**Directions for this task:** Pull out every line from the records below that contains the word "jacket", and copy each of those lines in full.

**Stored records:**
---------------

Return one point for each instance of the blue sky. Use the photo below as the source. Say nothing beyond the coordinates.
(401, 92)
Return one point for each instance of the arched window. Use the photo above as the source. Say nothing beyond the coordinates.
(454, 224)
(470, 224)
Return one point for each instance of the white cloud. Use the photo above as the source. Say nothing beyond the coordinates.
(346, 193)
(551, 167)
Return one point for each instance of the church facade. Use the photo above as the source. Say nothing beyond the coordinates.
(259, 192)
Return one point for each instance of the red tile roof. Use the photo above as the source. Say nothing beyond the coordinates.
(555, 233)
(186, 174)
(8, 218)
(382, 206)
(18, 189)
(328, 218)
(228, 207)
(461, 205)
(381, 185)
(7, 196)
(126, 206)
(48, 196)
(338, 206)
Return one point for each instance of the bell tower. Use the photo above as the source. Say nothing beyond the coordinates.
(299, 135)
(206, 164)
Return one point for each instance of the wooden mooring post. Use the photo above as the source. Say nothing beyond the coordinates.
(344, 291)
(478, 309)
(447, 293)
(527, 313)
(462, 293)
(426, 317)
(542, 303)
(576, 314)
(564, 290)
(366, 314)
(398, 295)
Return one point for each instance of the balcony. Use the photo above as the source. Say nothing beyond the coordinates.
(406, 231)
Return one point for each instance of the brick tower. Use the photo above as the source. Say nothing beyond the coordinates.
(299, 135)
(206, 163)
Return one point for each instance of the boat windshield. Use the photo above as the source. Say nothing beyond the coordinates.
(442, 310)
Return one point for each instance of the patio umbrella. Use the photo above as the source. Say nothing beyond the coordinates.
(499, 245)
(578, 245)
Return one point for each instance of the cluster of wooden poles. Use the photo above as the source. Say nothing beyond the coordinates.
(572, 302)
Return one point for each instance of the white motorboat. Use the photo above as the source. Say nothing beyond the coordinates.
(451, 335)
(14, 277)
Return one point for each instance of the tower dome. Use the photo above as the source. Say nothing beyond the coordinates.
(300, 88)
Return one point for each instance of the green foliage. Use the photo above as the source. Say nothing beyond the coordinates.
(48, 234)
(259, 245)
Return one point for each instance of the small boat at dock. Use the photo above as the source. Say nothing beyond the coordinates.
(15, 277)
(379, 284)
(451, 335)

---------------

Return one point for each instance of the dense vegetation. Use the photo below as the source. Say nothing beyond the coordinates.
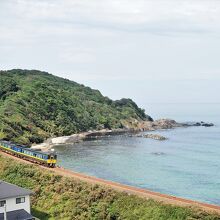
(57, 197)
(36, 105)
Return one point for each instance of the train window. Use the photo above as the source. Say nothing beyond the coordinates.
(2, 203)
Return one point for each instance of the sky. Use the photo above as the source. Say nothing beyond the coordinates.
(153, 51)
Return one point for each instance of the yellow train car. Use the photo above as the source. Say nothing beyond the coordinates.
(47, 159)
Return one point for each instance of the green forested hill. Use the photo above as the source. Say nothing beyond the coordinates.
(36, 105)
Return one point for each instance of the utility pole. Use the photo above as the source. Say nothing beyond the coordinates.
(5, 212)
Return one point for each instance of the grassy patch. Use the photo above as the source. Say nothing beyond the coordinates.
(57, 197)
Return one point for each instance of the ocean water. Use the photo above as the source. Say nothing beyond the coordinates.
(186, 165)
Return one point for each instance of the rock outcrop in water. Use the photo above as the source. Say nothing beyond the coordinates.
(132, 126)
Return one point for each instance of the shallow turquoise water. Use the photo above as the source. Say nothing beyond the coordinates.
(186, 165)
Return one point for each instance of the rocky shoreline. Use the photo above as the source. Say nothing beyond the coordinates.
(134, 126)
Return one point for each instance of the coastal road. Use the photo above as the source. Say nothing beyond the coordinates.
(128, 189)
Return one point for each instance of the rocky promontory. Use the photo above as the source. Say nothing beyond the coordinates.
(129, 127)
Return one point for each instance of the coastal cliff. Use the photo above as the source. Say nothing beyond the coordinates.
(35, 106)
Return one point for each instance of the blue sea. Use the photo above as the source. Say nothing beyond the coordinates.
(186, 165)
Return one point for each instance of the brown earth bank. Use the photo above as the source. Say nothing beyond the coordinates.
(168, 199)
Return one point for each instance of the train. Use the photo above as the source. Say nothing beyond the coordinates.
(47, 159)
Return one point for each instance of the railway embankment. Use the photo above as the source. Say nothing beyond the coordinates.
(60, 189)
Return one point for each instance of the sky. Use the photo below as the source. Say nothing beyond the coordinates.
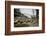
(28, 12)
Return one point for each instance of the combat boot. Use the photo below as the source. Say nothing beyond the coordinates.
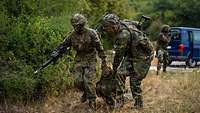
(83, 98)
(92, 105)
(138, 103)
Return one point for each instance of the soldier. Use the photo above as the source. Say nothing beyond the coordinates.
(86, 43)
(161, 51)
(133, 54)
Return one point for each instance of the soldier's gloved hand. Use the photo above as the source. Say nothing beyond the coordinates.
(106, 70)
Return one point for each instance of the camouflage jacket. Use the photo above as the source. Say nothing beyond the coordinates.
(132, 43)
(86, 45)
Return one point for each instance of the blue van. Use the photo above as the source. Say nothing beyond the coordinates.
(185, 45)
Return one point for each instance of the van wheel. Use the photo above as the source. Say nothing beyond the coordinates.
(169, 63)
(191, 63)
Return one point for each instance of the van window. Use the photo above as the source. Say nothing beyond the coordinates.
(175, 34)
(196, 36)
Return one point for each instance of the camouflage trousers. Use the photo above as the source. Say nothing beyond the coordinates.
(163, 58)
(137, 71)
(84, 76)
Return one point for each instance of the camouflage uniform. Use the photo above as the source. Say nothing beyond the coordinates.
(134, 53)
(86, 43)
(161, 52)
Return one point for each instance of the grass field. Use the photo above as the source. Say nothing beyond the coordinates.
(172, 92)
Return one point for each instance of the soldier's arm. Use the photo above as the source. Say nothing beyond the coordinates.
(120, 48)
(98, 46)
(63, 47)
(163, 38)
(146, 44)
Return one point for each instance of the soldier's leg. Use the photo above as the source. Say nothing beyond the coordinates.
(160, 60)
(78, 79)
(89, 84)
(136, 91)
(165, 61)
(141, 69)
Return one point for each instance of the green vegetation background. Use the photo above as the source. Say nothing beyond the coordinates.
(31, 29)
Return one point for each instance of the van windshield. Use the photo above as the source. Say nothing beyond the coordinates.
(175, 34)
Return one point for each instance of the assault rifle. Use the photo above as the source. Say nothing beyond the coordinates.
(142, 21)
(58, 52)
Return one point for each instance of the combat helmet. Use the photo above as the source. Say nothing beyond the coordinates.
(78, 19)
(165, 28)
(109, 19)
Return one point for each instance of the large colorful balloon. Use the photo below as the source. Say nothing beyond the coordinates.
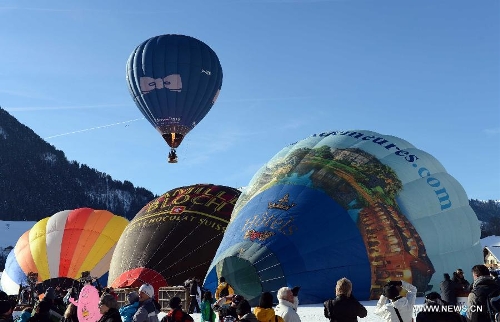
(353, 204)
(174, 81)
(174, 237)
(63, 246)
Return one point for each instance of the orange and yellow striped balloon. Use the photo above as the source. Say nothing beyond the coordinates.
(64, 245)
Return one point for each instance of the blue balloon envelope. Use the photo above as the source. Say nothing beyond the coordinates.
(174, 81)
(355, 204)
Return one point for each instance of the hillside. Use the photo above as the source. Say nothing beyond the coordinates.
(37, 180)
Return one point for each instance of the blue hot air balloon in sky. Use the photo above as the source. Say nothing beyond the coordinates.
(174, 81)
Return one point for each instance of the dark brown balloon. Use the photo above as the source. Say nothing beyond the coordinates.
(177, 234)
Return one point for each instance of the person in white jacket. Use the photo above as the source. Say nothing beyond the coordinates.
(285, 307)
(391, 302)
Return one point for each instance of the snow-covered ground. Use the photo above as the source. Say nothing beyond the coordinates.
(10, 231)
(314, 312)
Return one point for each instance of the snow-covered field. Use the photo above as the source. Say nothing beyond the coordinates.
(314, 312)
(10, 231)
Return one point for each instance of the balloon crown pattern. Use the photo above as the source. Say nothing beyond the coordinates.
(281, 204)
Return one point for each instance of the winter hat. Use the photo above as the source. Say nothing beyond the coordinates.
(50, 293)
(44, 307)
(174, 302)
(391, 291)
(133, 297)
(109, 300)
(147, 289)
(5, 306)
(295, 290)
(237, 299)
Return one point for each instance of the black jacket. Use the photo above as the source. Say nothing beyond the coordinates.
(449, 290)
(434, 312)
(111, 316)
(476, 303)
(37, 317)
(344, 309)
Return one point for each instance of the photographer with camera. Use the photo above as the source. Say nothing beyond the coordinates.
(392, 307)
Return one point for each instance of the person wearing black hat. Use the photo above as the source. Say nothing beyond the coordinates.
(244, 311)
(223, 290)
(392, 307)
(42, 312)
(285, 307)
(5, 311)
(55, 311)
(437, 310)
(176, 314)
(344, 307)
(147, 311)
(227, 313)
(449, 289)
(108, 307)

---------------

**Finished exercise:**
Return one point for each instance of the camouflage jacket. Use the photo above as the source. Say nothing beyond the coordinates.
Return one point for each instance of the person in white jacket. Use the photo above as the source. Say nothing beyond the coordinates.
Return one point for each instance of the black jacket. Use the photo above as the source. Say nothing beyond the coordinates.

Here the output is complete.